**Task to carry out**
Filter the records down to only the lines that contain the string "window", and copy each of those lines.

Extracted records:
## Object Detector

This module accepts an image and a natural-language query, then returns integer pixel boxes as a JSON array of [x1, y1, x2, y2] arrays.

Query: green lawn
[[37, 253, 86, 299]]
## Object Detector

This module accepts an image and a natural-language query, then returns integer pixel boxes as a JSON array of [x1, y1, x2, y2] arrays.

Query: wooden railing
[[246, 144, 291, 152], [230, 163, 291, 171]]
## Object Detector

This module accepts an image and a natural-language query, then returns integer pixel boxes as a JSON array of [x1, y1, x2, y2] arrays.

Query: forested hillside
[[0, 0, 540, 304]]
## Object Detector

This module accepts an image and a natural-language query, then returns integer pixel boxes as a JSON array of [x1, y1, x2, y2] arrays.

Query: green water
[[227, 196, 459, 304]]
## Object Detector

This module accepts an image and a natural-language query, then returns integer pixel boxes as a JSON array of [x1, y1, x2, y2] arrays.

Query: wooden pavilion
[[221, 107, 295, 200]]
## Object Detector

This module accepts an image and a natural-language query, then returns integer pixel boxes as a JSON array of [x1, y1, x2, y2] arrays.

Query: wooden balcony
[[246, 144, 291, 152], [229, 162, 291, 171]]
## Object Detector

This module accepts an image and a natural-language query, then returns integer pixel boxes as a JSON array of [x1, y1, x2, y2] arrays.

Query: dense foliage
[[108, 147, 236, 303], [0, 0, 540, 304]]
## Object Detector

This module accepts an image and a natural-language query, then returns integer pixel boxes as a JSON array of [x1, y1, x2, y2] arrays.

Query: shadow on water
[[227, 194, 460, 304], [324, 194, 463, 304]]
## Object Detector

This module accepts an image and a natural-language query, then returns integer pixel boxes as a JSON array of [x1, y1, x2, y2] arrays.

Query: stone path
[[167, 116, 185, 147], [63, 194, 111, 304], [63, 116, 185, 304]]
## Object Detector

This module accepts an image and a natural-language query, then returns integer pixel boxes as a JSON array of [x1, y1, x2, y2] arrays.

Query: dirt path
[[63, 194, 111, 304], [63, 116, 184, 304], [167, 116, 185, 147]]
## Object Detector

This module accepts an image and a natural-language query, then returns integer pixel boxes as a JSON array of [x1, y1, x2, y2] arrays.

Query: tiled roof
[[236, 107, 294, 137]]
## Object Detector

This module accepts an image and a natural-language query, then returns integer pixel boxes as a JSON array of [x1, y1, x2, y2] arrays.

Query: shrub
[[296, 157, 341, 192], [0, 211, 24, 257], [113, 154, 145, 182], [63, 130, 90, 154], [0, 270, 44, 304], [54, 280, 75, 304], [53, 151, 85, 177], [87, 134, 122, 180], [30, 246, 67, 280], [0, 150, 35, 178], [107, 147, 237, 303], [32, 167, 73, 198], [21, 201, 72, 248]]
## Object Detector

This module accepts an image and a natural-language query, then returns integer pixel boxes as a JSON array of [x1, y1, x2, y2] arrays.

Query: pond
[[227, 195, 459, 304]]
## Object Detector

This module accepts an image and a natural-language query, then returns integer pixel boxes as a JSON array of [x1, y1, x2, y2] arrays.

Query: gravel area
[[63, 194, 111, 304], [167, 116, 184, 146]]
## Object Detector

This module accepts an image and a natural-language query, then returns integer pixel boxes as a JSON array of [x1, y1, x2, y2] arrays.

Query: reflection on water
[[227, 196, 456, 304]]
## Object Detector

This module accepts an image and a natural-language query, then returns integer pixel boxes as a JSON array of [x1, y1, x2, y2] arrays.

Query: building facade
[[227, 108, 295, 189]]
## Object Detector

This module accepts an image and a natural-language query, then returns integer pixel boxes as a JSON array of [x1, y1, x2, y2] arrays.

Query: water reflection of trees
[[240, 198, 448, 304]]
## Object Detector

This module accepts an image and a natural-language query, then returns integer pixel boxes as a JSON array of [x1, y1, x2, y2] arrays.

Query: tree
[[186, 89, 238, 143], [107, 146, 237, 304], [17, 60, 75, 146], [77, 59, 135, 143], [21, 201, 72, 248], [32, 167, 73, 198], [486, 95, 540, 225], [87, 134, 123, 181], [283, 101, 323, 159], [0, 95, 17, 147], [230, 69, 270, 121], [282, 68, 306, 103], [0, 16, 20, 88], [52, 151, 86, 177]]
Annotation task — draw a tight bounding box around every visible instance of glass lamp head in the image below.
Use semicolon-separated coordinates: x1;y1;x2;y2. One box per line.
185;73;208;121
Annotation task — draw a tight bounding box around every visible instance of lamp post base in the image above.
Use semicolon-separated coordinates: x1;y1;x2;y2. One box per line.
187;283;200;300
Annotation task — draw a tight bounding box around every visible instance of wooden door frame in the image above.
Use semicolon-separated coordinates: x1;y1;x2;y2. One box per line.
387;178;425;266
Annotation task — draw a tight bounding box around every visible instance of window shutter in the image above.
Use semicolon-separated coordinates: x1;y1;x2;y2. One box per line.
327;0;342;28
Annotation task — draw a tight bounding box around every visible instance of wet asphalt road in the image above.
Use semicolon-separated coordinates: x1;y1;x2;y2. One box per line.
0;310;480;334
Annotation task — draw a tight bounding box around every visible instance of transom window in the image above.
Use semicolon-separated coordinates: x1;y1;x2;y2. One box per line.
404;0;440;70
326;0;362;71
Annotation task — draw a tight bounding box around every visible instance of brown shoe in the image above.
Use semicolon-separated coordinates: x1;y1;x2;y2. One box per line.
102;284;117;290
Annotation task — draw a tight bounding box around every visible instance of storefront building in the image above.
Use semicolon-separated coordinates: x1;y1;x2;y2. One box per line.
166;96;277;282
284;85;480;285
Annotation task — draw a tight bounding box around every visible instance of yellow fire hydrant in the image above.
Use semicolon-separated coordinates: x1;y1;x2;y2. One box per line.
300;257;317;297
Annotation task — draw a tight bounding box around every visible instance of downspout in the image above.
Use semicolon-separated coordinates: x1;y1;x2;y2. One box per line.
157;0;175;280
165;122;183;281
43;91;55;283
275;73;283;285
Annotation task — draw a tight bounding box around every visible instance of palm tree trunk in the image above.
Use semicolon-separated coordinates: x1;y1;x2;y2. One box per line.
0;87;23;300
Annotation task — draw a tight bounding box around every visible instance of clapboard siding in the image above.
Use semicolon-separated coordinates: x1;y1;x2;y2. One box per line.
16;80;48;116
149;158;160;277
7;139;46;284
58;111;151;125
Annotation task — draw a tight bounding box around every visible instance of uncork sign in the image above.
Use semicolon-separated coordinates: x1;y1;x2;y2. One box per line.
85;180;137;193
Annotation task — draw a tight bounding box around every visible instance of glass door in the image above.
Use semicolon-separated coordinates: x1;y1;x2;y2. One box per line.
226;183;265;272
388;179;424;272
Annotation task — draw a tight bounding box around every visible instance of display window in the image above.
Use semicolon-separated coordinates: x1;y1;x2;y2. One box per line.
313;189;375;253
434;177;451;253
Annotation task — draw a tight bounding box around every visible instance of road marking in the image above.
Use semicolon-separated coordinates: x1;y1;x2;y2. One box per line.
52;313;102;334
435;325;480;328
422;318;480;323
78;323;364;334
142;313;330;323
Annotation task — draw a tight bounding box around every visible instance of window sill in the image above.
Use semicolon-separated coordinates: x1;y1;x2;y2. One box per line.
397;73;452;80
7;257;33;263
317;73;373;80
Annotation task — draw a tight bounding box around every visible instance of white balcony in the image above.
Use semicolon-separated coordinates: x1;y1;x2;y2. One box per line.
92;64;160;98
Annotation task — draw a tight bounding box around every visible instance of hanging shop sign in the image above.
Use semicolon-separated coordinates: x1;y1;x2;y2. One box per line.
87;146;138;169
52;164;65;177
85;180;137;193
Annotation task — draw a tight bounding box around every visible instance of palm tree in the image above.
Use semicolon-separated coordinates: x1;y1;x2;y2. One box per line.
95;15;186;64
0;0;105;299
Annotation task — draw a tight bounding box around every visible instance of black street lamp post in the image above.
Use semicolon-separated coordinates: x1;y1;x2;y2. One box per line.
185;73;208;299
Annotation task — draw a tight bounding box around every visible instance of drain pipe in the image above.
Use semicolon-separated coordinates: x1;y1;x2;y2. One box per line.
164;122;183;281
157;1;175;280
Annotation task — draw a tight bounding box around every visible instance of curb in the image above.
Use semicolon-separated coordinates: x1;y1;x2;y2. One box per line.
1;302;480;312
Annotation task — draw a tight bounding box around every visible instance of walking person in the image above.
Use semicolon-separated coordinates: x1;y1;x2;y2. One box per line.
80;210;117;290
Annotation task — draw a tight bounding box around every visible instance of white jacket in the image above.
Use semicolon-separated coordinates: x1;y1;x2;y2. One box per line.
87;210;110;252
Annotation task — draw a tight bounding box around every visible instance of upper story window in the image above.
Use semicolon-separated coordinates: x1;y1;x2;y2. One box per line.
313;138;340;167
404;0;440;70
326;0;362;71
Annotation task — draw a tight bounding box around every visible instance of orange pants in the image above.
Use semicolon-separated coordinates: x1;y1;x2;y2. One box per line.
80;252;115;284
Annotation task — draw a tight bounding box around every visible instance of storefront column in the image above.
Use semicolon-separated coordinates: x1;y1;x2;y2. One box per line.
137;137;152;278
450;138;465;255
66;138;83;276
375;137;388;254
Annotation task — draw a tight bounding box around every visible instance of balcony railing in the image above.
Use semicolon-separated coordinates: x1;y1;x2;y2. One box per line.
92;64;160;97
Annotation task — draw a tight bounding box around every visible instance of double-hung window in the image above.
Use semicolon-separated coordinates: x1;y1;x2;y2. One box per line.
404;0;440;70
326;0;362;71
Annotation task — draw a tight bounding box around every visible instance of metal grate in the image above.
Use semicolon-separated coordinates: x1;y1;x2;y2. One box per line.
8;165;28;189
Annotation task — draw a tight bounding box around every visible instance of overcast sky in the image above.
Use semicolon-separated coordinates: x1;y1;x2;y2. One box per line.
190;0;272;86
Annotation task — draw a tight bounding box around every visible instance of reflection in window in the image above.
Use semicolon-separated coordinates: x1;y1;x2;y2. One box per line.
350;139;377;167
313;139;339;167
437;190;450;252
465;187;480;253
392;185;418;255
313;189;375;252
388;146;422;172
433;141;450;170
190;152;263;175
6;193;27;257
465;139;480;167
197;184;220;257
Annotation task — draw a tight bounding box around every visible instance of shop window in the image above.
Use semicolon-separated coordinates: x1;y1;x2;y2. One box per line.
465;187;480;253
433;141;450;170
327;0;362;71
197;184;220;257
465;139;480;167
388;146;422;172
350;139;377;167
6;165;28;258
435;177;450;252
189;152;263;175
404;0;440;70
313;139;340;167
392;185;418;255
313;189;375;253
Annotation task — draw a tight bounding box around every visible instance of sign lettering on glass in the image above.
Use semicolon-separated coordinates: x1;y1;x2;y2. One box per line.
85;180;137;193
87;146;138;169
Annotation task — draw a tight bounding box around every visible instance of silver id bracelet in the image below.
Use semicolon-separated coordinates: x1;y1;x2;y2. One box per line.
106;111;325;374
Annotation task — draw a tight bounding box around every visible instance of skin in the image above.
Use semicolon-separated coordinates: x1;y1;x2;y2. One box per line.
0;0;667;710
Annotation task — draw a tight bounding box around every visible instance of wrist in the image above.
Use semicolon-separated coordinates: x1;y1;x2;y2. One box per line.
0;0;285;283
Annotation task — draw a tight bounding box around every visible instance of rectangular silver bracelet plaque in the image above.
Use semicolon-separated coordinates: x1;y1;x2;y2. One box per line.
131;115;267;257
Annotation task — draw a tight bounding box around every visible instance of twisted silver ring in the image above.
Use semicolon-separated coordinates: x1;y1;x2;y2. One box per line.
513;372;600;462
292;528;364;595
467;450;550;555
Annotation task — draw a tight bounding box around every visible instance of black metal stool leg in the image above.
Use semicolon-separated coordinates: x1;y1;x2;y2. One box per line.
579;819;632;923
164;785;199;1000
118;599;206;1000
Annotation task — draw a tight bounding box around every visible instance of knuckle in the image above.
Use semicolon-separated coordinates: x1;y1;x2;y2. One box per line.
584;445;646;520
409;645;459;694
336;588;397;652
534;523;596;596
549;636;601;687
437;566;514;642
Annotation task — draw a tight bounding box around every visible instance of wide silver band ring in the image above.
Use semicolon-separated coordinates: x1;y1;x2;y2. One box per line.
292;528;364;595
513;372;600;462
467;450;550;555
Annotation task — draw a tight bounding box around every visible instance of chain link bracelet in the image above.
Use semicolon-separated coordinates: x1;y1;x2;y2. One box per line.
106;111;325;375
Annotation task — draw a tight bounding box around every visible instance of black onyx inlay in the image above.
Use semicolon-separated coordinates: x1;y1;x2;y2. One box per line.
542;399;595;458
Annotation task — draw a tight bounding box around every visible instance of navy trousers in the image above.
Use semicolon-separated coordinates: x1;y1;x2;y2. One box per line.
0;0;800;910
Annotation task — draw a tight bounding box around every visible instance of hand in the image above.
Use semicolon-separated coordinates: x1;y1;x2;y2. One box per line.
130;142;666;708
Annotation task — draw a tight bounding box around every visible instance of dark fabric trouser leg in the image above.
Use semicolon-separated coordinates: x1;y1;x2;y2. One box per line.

**Finished exercise**
Annotation task — draw a tight bounding box around every visible instance of window shutter in the image above.
Annotation task — draw a tight bounding box around every visible instance of transom window in the image above.
Annotation task — draw a tight bounding box around every visible instance of display window in the image above.
Annotation task — draw a tight bounding box around every visible instance of window sill in the image above.
Annotation task — draw a tight bounding box around every visible instance of upper story window in the image above.
Annotation task — draw a tight bounding box around every visible instance of double-hung window in the image above.
Annotation task — draw a tight bounding box around every visible instance of reflection in window in the image above.
Annotation task — draw a tight bounding box around every visible instance of shop window in the image above.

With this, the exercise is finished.